Rijen uit een dataset:
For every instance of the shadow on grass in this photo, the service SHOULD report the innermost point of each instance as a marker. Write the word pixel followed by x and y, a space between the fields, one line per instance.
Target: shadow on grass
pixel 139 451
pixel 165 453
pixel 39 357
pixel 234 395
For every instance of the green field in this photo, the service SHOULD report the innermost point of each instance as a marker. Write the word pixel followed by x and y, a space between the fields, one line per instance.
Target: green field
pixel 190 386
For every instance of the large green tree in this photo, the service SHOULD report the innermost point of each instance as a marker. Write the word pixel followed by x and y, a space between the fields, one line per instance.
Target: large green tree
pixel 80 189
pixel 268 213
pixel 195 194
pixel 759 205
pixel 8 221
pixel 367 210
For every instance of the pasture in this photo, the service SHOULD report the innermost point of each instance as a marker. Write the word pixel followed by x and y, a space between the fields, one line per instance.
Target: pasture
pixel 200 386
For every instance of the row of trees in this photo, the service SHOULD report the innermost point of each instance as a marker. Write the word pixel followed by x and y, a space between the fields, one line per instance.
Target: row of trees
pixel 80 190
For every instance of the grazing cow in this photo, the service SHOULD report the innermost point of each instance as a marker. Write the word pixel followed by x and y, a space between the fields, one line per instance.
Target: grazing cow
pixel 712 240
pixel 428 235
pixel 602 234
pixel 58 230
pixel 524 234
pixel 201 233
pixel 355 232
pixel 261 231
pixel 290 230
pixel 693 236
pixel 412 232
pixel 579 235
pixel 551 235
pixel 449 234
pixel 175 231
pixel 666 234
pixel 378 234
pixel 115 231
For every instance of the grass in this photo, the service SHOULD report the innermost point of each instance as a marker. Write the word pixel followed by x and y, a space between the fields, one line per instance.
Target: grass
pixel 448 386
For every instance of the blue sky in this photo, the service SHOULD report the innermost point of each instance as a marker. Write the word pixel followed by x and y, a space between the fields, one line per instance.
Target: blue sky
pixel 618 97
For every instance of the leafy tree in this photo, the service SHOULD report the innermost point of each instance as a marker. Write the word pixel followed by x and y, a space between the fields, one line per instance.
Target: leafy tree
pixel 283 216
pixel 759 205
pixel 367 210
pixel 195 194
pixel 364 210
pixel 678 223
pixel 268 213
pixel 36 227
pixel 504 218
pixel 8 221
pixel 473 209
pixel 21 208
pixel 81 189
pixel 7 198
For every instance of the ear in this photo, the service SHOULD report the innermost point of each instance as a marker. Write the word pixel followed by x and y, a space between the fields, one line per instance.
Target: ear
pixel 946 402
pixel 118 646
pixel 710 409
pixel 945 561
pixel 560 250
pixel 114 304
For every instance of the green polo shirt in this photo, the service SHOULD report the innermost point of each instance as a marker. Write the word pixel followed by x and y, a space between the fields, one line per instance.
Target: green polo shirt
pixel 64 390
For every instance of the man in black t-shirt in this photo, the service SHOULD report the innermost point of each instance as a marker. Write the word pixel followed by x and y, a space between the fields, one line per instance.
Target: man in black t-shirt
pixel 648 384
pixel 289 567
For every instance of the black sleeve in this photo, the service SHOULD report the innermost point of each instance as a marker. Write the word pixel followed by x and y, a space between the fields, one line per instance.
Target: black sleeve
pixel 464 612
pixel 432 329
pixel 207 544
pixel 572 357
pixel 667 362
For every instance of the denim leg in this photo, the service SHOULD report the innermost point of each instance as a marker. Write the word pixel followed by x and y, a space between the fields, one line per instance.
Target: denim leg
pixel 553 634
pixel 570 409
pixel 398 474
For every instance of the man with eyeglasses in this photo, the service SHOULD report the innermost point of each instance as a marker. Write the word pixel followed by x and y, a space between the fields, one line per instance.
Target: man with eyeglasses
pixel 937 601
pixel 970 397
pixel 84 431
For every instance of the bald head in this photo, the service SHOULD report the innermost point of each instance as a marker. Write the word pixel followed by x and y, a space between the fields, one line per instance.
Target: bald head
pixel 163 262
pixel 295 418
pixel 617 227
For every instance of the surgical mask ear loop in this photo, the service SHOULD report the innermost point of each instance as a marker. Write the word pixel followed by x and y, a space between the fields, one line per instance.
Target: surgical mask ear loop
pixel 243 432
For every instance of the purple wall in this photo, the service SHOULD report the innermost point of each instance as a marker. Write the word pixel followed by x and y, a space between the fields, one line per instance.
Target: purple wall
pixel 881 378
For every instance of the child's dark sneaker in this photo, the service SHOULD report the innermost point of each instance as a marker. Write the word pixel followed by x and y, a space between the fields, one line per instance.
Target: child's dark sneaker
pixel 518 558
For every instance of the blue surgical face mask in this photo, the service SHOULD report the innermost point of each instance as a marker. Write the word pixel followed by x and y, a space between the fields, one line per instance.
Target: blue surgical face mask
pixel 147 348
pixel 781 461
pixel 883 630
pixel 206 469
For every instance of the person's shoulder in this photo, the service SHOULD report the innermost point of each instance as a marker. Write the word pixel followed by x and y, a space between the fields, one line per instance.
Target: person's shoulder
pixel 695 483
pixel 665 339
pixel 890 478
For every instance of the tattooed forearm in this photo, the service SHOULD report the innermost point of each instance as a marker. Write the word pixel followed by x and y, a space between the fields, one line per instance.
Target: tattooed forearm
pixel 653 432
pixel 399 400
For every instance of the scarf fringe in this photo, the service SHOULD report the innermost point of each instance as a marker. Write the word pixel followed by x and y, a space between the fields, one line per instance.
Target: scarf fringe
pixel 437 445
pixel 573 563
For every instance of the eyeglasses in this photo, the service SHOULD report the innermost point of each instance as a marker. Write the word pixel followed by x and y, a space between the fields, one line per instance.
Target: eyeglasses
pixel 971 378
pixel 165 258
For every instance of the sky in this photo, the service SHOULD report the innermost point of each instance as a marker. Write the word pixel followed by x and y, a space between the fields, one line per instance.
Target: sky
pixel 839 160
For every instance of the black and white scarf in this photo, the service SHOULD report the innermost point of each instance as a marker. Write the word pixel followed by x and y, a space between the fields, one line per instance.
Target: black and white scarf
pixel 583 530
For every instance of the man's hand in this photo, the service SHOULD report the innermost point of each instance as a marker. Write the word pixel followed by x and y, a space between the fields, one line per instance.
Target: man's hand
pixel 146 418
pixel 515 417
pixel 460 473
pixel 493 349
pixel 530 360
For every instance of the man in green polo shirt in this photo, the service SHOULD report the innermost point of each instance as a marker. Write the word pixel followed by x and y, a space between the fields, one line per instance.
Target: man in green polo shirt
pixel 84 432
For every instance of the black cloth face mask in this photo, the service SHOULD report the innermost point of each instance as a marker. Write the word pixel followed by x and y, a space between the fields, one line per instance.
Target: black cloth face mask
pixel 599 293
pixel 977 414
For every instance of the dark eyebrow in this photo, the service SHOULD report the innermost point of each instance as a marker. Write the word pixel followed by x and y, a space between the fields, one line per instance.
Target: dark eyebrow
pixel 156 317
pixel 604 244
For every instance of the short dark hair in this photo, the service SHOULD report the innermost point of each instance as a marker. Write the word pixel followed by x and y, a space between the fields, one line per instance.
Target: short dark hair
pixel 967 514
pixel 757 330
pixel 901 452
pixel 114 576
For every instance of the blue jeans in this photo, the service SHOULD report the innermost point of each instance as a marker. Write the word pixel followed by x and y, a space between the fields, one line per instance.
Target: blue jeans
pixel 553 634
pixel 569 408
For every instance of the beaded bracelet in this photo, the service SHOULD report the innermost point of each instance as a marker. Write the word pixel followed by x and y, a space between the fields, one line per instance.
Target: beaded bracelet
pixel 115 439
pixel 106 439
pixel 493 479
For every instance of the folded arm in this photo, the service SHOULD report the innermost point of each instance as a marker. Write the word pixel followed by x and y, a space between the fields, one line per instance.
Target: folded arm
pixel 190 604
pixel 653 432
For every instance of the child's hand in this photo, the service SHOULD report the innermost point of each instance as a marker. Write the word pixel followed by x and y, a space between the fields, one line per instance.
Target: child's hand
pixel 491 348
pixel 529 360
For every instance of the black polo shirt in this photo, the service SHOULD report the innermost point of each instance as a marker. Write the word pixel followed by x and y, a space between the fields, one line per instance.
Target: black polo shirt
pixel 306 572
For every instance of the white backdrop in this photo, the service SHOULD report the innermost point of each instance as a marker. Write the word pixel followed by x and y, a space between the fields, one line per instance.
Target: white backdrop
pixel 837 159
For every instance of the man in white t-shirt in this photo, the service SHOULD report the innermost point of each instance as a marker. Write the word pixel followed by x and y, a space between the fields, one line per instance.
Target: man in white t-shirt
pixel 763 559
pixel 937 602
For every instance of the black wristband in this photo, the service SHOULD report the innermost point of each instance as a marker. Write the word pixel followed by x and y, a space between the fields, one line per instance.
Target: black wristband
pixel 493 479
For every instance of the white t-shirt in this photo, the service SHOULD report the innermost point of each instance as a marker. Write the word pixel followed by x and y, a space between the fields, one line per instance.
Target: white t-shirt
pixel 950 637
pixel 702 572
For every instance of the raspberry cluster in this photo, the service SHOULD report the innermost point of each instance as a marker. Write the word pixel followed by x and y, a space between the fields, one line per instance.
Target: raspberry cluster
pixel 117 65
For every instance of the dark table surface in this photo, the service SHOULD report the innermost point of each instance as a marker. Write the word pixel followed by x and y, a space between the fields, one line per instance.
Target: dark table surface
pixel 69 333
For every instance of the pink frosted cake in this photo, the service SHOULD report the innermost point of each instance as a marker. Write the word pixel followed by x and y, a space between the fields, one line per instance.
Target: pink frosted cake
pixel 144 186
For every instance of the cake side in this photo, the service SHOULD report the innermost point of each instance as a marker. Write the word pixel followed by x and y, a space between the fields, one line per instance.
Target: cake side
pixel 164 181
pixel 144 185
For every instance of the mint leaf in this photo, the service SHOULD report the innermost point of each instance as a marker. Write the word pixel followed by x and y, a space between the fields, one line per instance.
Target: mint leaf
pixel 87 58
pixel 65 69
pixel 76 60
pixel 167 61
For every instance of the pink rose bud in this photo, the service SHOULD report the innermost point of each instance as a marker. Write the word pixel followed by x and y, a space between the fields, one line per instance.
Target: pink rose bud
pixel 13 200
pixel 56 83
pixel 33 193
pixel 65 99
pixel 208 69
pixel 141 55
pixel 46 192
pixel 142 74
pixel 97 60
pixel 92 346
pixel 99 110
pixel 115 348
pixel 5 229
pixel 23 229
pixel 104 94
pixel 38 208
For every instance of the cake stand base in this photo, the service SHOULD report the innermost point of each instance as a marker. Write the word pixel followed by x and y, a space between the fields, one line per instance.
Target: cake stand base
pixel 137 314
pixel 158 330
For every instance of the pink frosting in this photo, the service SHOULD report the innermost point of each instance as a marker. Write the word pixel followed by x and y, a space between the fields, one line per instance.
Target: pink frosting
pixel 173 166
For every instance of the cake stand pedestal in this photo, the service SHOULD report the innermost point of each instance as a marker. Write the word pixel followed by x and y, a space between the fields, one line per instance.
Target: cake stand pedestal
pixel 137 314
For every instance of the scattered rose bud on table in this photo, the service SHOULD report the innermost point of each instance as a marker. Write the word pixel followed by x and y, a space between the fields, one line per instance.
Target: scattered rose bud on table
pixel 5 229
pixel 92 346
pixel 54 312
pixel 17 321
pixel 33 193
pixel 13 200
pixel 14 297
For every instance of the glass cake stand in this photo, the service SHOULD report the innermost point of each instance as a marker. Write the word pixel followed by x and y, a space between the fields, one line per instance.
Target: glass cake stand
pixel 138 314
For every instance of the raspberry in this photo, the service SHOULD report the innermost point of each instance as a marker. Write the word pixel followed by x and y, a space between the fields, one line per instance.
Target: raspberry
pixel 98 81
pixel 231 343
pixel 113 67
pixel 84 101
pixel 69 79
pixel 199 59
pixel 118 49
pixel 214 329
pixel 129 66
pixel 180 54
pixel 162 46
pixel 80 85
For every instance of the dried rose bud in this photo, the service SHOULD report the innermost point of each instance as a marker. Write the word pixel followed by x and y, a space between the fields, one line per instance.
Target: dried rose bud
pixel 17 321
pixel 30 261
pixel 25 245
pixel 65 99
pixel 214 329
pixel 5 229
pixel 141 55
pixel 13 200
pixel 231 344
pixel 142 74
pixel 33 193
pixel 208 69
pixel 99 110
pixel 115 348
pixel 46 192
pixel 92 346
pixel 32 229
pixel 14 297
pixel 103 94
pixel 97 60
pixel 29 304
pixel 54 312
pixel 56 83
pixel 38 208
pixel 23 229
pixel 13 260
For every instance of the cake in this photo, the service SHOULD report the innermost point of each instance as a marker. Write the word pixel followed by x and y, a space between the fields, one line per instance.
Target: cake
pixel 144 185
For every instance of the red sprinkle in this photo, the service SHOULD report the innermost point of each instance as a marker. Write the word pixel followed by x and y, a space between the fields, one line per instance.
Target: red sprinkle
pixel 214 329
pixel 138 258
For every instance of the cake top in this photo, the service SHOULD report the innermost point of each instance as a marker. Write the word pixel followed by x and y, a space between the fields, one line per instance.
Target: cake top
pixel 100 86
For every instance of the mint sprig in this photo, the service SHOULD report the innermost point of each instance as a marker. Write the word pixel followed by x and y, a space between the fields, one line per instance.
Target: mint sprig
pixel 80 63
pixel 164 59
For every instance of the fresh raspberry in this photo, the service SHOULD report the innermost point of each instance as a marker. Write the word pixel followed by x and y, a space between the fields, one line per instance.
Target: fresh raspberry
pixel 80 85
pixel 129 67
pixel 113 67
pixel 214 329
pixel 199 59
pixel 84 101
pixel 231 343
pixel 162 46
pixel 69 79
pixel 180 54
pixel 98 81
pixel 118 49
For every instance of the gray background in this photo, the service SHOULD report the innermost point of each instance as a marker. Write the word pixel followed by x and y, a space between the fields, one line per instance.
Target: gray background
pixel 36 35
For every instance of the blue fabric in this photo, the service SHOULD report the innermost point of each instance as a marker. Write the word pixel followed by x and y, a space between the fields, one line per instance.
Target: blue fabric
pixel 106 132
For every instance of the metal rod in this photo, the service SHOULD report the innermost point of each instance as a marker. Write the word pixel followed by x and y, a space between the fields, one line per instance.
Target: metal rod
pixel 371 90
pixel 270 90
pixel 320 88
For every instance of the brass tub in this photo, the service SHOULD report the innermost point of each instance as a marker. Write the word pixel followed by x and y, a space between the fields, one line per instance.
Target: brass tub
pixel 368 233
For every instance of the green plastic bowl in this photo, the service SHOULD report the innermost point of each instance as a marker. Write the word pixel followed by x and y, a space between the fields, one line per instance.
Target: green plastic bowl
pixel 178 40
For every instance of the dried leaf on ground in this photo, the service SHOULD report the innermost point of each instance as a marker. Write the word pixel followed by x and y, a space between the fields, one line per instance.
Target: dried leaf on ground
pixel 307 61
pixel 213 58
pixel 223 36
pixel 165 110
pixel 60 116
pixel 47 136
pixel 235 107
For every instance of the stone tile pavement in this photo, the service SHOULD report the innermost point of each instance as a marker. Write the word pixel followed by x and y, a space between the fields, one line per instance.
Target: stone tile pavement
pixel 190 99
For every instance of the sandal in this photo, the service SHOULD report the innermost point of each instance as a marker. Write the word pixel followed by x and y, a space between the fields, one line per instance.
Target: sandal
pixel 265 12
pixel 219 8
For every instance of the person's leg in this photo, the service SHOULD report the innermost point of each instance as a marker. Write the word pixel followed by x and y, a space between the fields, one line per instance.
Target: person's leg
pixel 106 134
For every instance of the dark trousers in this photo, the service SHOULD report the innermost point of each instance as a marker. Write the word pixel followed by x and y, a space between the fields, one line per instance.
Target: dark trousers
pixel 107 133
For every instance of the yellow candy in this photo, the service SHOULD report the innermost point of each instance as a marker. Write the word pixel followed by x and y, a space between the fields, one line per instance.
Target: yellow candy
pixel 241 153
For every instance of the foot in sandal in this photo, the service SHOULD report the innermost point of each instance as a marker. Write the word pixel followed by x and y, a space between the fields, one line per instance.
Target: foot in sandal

__Werkinstructies__: Geef de regels opnieuw, beginnend bij de regel met "For every instance of the green plastic" en doorlopend tot en met de regel met "pixel 178 40". Wissel daarin "green plastic bowl" om voor "red plastic bowl" en laat al het andere ongewijzigd.

__Het antwoord__:
For every instance of the red plastic bowl in this photo, the service SHOULD report the innermost point of each instance as a marker. Write the word pixel followed by x and y, a space between the fields, one line per instance.
Target: red plastic bowl
pixel 178 40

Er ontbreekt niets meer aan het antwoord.